Excerpt provided:
--------------------

I always wondered about NBA stars who came straight out of high school. Successful stars like Kobe Bryant and LeBron James show they were and are prepared for the biggER league by skipping college and falling into the NBA.Duke won their 4th National title just tonight. What would happen if Kobe went to Duke? What would happen if Amare Stoudemire went to Memphis? Would they have won for their colleges? I was watching Kobe’s draft night video earlier. He stated a great point for his reason to jump straight into the NBA. “It’s the biggest challenge” Kobe said. The NBA IS the biggest challenge for any basketball talent. Here are some high school stars that actually lived up to their potential.

Kobe Bryant – Out of Lower Merion High School, Kobe took his team to the state title and won. Of course, he was drafted in 1996 by the Charlotte Hornets. And the biggest mistake the Hornets EVER made was trade Kobe away for Vlade Divac. Kobe, now one of the best in the league has come to the top with 4 championships and maybe more to come.

LeBron James – Born and grew up in Ohio and playing for the Cleveland Cavaliers, isn’t that a dream for anyone to play for their hometown? LeBron came into the league as one of the most hyped players ever. The hype and potential did pay off. With a MVP trophy and another one yet to come this season, LeBron has his Cavaliers with the best record in the league this season. The only thing the “King” needs is a championship on his belt to prove he is probably one of the best.

Amare StoudemireStoudemire was originally committed to the University of Memphis. His knee injury held him back pretty big when he was young. Amare’s knee injury was projected to bother him more in the near future. Luckily, that injury turned around quickly. Stoudemire bulked up and dominated the paint for the Suns scoring. He also won the Rookie of the Year award which was no surprise since he averaged nearly a double double and a block.

Kevin Garnett – When he was in the T-wolves, Garnett had to be the most outstanding Power Forward next to Tim Duncan. Being the 5th pick overall in 1995, Garnett played well and proved to Minnesota that this was HIS team. His days in a Timberwolves jersey were quite impressive since he averaged a double-double for six straight years and a MVP title in 2004. Now, at age 33, Garnett is on the Celtics and finally won a ring with them in 2008.

Other honorable mentions: Dwight Howard, Josh Smith, and Rashard Lewis

On the other hand, there are also players that went to the league straight out of high school and paid a heavy price. The high school talent can straight go to waste by a huge injury. Some high school seniors just thought they were ready for the big league but never went forward with their talent. When players are young, they heal quicker than the aged. But some haven’t been the same since being scouted by NBA officials. For instance, here are some players who I’m talking about.

--------------------

The data:
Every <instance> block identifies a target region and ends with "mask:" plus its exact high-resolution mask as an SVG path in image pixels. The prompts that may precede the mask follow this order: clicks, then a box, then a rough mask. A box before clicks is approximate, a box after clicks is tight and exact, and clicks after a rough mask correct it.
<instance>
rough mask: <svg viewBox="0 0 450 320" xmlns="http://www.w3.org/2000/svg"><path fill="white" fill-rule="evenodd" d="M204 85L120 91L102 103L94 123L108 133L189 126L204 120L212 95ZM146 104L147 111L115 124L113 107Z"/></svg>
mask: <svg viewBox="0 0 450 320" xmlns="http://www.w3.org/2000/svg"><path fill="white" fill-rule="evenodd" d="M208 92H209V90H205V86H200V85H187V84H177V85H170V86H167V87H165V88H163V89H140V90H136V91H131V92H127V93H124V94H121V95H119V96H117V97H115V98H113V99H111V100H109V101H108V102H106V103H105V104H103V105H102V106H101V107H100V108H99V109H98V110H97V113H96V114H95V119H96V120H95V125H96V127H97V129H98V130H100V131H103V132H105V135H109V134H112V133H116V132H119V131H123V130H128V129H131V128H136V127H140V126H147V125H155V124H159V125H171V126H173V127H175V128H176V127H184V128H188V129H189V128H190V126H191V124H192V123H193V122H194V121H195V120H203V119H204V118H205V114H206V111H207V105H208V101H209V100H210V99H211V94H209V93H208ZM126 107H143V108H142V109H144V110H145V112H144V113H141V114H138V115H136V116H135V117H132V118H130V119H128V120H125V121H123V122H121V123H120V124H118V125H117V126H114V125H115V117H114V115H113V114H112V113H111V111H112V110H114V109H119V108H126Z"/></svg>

--------------------

Exercise requirements:
a) From the piece on NBA players who skipped college, reproduce word for word the part that begins with the words containing "On the other" and ends with "I’m talking about.".
b) Pick up the piece on NBA players who went straight from high school from where it stops, and write what comes next.

Answers in order:
a)
On the other hand, there are also players that went to the league straight out of high school and paid a heavy price. The high school talent can straight go to waste by a huge injury. Some high school seniors just thought they were ready for the big league but never went forward with their talent. When players are young, they heal quicker than the aged. But some haven’t been the same since being scouted by NBA officials. For instance, here are some players who I’m talking about.

b)
Kwame Brown – I mean, it’s not the guy’s fault he was drafted number one overall. Jordan chose the kid and expected him to do great, but failed. The 2001 draft class wasn’t a great one, but cmon‘ it Pau Gasol in it. Kwame’s skinny figure was really only decent for defense in the NBA. If Brown could have turned back time, I would see him using the college experience to help him. But hey, at least he gets paid well for doing nothing?

Shaun Livingston – I feel sorry for young Shaun. I actually watched that game where he had the devastating injury. I remember I was a bit uncomfortable watching the replays. Damn the Clipper curse! I remember before the draft, I was looking forward to Livingston become a one of those fun tall point guards who can play the game pretty well. Now that Shaun is with the Washington Wizards and trying to rebuild his career, his injury never made him the same player again. Hopefully he finds a place in the league where he can stay for long.

Gerald Green – What happened to this guy you ask? He’s overseas playing for a Russian team. The kid was a dunk champion and that’s about it. He never was noticed in the league much. Although, I do remember him scoring points at a sporadic rate in Boston, Green never found a true home in the NBA. When he was traded to Houston, I was sure he was going to prove himself in his hometown. Unfortunately, he only played a few games and was eventually released. I still believe Green has talent for a team, but he needs to grow up just a bit.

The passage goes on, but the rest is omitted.